WHAT YOU SHOULD DO: Report the number of lines in the data that contain the string "stand", treating uppercase and lowercase as different. Give only the number.

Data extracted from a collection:
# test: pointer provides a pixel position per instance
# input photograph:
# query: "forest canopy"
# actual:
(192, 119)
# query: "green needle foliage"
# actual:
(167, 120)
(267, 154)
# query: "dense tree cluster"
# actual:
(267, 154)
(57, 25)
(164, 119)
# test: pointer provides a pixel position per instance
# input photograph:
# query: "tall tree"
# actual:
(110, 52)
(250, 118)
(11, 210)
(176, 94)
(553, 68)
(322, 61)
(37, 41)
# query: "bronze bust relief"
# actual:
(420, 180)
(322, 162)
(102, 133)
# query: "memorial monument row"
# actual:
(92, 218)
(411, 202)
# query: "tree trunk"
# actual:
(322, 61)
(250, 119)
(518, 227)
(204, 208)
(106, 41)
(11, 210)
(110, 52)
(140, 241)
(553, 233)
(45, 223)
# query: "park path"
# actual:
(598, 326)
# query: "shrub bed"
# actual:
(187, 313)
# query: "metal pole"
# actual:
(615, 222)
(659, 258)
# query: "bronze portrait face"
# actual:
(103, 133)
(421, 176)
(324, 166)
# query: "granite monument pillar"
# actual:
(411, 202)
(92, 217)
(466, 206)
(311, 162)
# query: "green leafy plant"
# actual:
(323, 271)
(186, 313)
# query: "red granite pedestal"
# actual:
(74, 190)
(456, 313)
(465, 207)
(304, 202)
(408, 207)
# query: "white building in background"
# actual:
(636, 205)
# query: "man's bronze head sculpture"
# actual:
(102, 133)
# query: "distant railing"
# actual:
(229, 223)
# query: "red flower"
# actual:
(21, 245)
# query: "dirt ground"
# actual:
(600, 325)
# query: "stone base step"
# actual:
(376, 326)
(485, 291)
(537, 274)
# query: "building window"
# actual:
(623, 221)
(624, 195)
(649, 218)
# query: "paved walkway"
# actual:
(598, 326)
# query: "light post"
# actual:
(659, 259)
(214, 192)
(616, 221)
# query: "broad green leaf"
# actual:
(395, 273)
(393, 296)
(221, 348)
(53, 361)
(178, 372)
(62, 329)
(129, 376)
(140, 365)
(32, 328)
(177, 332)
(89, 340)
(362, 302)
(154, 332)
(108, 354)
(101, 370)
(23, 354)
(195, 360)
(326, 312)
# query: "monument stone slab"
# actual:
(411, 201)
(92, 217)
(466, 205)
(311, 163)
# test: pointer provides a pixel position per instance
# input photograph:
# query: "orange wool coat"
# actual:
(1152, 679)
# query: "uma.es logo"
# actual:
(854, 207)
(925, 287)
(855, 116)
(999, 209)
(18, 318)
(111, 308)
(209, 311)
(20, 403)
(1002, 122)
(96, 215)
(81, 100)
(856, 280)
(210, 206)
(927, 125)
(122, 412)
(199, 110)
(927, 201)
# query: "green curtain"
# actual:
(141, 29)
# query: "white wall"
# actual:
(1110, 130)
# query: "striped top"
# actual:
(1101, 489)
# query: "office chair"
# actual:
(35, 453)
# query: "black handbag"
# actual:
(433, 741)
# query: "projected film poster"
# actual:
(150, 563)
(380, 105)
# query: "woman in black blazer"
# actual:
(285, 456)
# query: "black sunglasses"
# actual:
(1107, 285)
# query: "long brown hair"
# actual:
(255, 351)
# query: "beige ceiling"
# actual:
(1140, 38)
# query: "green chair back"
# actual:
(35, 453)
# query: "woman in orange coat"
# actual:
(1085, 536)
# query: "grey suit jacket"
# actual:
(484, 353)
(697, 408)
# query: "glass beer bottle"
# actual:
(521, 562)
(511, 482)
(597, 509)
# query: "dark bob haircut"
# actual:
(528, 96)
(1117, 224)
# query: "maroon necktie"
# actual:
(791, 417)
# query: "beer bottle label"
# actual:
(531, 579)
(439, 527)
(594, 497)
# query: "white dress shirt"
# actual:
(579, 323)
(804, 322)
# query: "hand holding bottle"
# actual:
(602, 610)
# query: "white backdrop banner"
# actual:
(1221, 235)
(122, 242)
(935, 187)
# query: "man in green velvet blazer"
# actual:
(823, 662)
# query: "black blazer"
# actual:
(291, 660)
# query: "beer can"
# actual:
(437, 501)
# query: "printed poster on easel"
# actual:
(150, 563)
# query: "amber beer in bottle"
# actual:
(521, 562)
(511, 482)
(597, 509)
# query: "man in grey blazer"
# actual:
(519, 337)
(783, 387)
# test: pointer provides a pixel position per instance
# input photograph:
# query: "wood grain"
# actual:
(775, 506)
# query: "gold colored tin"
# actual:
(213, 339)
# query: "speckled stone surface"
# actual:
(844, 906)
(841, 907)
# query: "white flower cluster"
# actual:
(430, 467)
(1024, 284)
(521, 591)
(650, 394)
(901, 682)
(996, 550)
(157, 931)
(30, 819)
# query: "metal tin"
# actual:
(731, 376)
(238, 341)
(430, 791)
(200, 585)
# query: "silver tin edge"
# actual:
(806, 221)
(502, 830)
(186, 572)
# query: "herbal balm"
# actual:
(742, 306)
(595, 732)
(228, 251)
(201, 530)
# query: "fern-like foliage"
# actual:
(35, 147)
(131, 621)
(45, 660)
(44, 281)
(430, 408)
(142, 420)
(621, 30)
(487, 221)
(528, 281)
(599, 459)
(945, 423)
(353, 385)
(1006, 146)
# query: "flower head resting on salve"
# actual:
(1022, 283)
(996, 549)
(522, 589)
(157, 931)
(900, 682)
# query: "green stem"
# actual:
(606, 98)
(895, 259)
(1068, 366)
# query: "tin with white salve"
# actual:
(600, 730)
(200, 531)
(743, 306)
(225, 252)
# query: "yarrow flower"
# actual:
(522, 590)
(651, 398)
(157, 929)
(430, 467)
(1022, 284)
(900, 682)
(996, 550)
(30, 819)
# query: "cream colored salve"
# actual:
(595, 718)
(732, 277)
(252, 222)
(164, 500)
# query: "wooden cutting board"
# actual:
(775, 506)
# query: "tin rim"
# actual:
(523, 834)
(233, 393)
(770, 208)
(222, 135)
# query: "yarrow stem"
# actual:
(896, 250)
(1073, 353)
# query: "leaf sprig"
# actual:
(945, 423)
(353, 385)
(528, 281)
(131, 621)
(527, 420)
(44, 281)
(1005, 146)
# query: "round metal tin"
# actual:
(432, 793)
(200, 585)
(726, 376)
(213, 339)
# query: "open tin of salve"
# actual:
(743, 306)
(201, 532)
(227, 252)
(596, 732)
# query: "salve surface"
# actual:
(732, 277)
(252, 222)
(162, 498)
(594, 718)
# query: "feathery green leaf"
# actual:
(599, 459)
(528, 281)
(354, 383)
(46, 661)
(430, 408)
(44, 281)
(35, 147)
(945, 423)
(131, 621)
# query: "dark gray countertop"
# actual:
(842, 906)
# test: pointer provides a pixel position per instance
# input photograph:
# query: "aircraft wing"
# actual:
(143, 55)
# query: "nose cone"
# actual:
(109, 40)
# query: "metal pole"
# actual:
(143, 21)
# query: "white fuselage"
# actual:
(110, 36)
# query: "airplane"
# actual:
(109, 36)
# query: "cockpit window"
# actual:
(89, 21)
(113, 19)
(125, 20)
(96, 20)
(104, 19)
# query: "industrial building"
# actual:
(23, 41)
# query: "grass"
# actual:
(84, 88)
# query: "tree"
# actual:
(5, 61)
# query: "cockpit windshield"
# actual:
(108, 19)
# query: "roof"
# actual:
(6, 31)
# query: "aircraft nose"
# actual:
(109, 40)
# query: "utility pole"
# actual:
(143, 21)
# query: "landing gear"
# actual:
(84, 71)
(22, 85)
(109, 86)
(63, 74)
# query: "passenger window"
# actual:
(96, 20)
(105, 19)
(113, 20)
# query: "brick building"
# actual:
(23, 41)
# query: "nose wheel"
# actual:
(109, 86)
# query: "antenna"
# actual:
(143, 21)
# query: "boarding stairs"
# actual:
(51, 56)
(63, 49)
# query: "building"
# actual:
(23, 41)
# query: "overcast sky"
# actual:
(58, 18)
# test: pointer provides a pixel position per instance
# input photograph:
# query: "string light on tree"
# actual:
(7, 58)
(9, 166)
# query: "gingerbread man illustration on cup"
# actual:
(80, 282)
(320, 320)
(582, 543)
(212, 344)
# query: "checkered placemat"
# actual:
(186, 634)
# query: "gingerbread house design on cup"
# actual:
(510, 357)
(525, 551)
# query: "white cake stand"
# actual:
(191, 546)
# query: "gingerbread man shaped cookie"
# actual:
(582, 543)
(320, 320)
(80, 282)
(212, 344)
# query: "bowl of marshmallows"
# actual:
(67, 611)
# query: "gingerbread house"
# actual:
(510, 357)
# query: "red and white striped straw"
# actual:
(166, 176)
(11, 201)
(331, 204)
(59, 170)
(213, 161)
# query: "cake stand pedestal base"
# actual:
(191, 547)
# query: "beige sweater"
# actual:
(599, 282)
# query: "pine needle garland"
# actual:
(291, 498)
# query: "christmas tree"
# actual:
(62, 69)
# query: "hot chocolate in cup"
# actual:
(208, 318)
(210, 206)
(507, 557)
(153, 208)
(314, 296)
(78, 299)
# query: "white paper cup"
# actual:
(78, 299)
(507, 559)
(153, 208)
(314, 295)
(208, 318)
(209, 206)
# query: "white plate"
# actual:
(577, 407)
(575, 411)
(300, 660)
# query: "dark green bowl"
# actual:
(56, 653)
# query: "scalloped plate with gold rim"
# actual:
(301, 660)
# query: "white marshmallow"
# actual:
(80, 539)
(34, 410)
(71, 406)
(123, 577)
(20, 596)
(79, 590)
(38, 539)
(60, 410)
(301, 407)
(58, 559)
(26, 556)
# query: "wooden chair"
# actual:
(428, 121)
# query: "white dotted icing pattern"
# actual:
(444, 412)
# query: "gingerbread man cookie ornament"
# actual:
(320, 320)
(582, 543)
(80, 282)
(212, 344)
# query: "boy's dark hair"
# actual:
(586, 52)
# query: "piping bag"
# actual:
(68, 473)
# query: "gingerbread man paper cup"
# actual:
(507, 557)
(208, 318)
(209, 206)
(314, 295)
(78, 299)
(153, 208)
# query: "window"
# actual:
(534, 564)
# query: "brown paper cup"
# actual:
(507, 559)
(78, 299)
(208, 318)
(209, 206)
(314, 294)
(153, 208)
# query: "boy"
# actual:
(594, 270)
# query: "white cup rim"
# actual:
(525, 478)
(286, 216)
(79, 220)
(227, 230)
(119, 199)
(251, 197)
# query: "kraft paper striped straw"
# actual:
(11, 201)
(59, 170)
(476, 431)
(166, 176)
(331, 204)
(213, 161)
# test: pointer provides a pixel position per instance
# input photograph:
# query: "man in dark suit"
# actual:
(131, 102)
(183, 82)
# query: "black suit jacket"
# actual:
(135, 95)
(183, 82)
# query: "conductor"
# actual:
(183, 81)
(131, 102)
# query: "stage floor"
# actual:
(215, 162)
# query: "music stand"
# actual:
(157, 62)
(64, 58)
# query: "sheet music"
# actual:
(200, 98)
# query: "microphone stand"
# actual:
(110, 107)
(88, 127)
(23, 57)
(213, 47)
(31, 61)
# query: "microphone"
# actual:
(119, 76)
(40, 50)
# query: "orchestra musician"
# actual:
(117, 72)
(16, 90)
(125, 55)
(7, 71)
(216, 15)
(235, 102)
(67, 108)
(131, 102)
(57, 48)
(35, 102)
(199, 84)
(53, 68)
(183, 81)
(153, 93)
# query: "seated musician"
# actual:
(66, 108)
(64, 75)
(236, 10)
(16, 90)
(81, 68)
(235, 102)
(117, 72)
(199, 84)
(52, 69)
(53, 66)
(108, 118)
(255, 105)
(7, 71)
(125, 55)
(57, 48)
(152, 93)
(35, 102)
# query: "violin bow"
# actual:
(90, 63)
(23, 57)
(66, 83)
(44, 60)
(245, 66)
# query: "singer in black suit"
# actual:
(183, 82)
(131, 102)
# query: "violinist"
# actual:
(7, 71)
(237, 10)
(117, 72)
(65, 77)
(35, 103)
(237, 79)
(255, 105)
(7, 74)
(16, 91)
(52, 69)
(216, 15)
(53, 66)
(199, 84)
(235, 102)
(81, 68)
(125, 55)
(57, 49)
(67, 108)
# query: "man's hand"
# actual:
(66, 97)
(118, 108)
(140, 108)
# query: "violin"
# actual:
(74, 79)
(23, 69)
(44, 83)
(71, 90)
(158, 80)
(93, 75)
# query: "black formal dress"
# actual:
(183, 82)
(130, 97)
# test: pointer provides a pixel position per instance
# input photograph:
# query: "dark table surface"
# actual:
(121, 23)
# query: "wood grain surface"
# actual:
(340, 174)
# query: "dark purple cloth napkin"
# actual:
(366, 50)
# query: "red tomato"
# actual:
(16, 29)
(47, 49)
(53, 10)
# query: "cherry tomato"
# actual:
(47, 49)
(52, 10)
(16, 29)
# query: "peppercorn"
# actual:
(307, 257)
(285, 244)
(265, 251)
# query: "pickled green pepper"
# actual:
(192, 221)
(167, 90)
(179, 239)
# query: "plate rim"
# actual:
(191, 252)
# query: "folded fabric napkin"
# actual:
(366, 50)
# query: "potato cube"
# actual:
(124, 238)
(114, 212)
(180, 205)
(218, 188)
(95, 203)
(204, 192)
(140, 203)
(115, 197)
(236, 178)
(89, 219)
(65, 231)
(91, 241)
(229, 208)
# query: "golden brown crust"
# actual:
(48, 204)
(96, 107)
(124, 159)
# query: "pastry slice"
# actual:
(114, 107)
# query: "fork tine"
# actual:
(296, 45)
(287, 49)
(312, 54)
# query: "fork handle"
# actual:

RESPONSE: 4